ICE Raids Trigger Crisis for Immigrant Workers and Local Economies
This month, aggressive federal immigration raids have upended entire communities across Bakersfield, Los Angeles, and surrounding Central Valley regions. Federal agents with Immigration and Customs Enforcement (ICE), in coordination with Homeland Security Investigations (HSI), descended on farms, food processing plants, and Home Depot parking lots — detaining workers in large numbers.
Local organizers report that dozens have already been transferred to detention centers, with families receiving no formal legal notification and zero access to counsel within the first 48 hours.
Bakersfield: Raids at Dawn, Empty Fields by Noon
According to reports from Kern County organizers and The Guardian, ICE agents arrived in unmarked vehicles at multiple farming sites in the Shafter and Lamont areas of Bakersfield between June 12 and June 17. Workers say the agents posed as field inspectors before quickly detaining people without presenting warrants.
“They swept through just after the early shift started,” said one farm manager who requested anonymity. “People dropped tools and ran into the orchards. Some haven’t come back since.”

▶ **GIVEN INFORMATION**
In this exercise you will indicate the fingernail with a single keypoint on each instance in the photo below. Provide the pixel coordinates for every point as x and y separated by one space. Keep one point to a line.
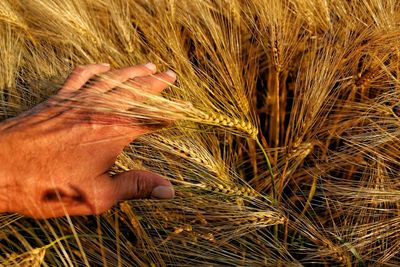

▶ **ASSIGNED TASK**
From the article on the ICE raids, copy word for word the part that begins with the words containing "ICE Raids Trigger" and ends with "in large numbers.". The material has nothing to do with what comes next.

▶ **YOUR RESPONSE**
ICE Raids Trigger Crisis for Immigrant Workers and Local Economies
This month, aggressive federal immigration raids have upended entire communities across Bakersfield, Los Angeles, and surrounding Central Valley regions. Federal agents with Immigration and Customs Enforcement (ICE), in coordination with Homeland Security Investigations (HSI), descended on farms, food processing plants, and Home Depot parking lots — detaining workers in large numbers.